╭─ Page text
Posted by M. C. on January 31, 2024

Walter Block on a scary concept.

Walter Block

Colleges and universities therefore ought cease and desist forthwith from labeling themselves in this manner, and from promoting all extant programs to this end. It is unseemly to foist upon its faculty and students any one point of view on these highly contentious issues. It would be just as improper to do so from a free enterprise, limited government private property rights perspective as it is from its present stance in the opposite direction.

https://substack.com/inbox/post/141221787

On many university campuses, there is a push on to promote Social Justice. There are two ways to define “Social Justice.”
╰─
╭─ Record excerpts
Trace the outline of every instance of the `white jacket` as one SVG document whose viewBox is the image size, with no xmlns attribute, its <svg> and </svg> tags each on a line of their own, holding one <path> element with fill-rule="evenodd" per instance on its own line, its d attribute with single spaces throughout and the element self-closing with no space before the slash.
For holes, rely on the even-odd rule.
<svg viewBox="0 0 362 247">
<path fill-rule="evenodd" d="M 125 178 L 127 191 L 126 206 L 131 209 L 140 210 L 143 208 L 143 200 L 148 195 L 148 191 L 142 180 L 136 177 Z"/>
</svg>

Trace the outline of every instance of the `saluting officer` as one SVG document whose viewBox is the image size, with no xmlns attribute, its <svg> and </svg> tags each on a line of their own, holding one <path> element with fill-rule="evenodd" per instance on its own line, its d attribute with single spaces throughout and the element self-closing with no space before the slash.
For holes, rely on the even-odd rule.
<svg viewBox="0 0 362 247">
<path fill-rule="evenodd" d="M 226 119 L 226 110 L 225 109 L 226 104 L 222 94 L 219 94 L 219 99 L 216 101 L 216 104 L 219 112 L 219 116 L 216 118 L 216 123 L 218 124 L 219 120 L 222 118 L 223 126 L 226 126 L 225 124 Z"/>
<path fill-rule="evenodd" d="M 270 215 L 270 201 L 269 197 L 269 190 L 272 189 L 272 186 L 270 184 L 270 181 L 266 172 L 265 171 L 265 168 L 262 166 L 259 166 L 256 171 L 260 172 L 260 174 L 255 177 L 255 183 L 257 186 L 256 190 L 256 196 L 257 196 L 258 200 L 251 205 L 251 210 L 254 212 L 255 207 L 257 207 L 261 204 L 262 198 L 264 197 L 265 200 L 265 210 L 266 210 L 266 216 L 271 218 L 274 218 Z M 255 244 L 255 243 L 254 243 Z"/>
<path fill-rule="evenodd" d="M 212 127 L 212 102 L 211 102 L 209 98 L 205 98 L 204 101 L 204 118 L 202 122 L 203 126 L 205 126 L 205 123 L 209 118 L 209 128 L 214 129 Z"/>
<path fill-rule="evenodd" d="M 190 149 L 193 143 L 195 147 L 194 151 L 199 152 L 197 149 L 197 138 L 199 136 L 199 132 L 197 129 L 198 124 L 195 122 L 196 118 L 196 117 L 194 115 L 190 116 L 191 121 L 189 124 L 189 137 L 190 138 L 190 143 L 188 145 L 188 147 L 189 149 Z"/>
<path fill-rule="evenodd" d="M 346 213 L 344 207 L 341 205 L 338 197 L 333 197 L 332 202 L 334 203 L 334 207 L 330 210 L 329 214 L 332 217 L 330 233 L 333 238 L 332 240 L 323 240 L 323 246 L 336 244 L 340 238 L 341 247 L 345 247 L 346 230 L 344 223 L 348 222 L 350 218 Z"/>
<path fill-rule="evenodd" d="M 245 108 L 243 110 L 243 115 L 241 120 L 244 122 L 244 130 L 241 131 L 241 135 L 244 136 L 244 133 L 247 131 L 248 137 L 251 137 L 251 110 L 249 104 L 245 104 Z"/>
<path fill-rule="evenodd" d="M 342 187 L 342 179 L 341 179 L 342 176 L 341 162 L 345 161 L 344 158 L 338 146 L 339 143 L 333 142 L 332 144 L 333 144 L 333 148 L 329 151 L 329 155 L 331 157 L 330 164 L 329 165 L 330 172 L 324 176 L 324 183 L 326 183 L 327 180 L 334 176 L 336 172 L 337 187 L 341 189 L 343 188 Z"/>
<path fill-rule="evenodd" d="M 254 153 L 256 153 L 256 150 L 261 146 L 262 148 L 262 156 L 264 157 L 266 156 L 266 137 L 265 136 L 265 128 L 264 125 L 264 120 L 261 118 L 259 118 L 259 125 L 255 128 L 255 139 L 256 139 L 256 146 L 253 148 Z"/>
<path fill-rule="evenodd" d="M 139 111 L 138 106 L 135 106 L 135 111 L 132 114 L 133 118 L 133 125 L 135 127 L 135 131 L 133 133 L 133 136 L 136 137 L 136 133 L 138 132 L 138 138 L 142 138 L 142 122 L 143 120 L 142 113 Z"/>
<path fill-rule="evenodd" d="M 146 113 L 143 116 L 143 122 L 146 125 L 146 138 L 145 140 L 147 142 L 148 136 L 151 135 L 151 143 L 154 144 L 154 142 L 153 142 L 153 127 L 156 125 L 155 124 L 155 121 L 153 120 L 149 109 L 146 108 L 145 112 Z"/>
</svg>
╰─
Assignment 1.
According to the Social Justice post, how many ways are there to define "Social Justice"?
Assignment 2.
Please carry the Social Justice post on from its final sentence.
The rows have nothing to do with the work here.

Expected output 1.
Two.

Expected output 2.
First, this concept may be defined substantively. Here, it is typically associated with left wing or socialist analyses, policies and prescriptions. For example, poverty is caused by unbridled capitalism; the solution is to heavily regulate markets, or ban them outright. Racism and sexism account for the relative plight of racial minorities and women; laws should be passed prohibiting their exercise. Greater reliance on government is required as the solution of all sorts of social problems. The planet is in great danger from environmental despoliation, due to an unjustified reliance on private property rights. Taxes are too low; they should be raised. Charity is an insult to the poor, who must obtain more revenues by right, not condescension. Diversity is the sine qua non of the fair society. Discrimination is one of the greatest evils to have ever beset mankind. Use of terminology such as “mankind” is sexist, and constitutes hate speech.

Secondly, Social Justice may be seen not as a particular viewpoint on such issues, but rather as a concern with studying them with no preconceived notions. In this perspective, no particular stance is taken on issues of poverty, capitalism, socialism, discrimination, government regulation of the economy, free enterprise, environmentalism, taxation, charity, diversity, etc. Rather, the only claim is that such topics are important for a liberal arts education, and that any institution of higher learning that ignores them does so at peril to its own mission.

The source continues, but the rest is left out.